* PASSAGE *
Suppressed: java.lang.Exception: #block terminated with an error
		at reactor.core.publisher.BlockingSingleSubscriber.blockingGet(BlockingSingleSubscriber.java:99)
		at reactor.core.publisher.Mono.block(Mono.java:1703)
                 ... <more suppressed exceptions (about 4000) that are exactly the same>

Digging into the cf-java-client/reactor code, we noticed that the reactor provides a functionality for creating a light checkpoint that has no the overhead of stacktrace building upon error, but the wrapping cf-java-client does not expose that. Do you plan to expose such functionality? Or have you observed similar behaviour, any idea how we could overcome this?

We use version 5.1.0 of cf-java-client.

Regards, Martin

PS. Having a quick overview of the reported issues, I noticed this one - https://github.com/cloudfoundry/cf-java-client/issues/1090 - which might be related to this problem, as well.

* PROVIDED DATA *
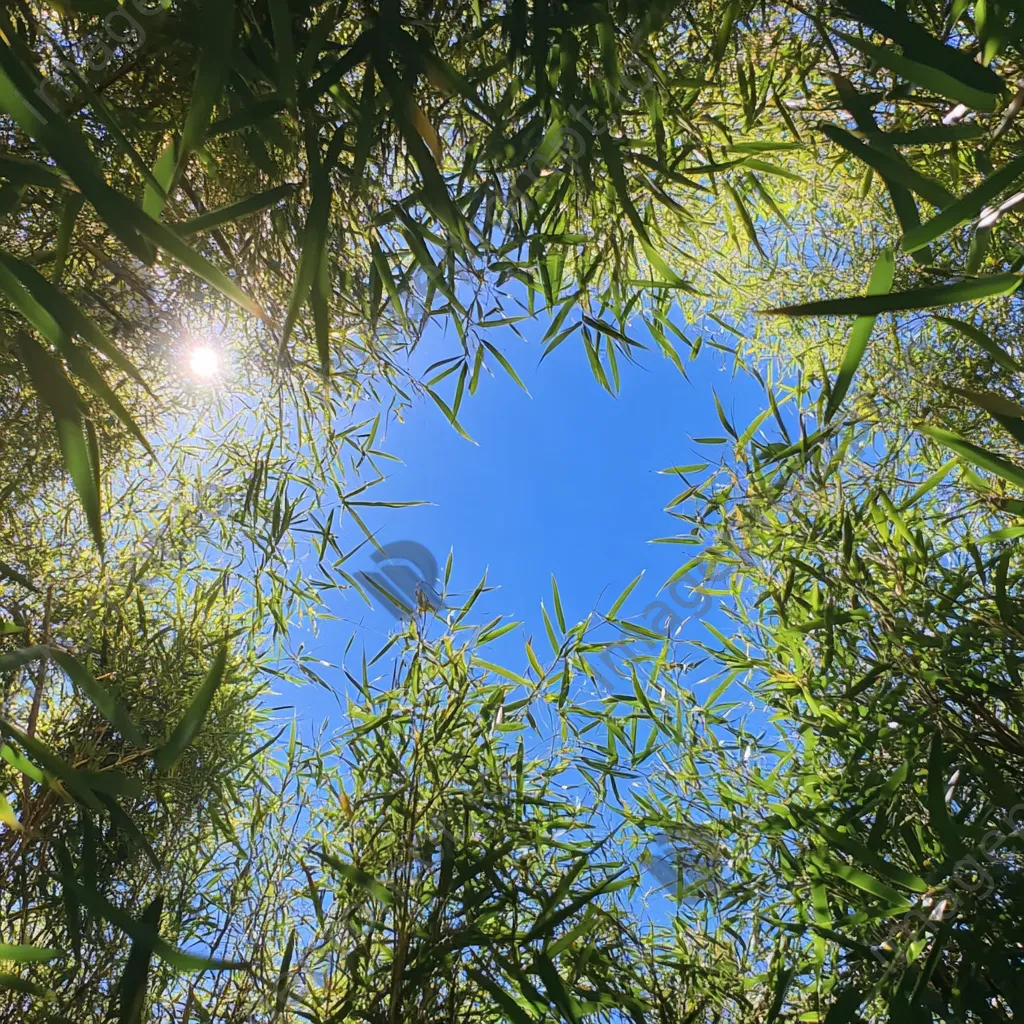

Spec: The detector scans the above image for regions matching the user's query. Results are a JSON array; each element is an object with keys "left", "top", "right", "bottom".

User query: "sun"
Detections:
[{"left": 188, "top": 345, "right": 220, "bottom": 381}]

* WORK TO DO *
A) From the cf-java-client issue report, extract the text from "PS. Having a" up to and including "problem, as well.".
B) Extend the cf-java-client issue report, picking up right after its final sentence.
The listing comes from a different source than the cf-java-client issue report.

* TASK ANSWERS *
A)
PS. Having a quick overview of the reported issues, I noticed this one - https://github.com/cloudfoundry/cf-java-client/issues/1090 - which might be related to this problem, as well.

B)
martin-d-aleksandrov avatar Mar 31 '21 12:03 martin-d-aleksandrov

Thanks for this report!

Do you have a code snippet or example you could provide that would generate one of these large checkpoint traces? I'm not doubting you at all. It would just speed the investigation of this if you could attach a sample to reproduce the problem.

Aside from that, I will keep this on the roadmap to investigate and see what we can do to improve the situation here.

dmikusa avatar Jun 04 '21 15:06 dmikusa

Hello, yeah, you're right and it would be pretty useful to have a sample app to reproduce that issue (I realize it is pretty hard to reproduce such kind of issues). Unfortunately, I was not able to simulate it in a stable manner, so that it is reproducible via a sample app.

What I could add (that hopefully would help you investigating this) is that the issue start to happen after we updated the version of the cf-java-client, and it was gone when we rolled it back. Currently we use version 3.27.0 and we haven't observed occurrences of the issue. I tried to traverse the diffs between 3.27.0 and 5.1.0, but it was rather impossible to do that for one that it not into the project :(.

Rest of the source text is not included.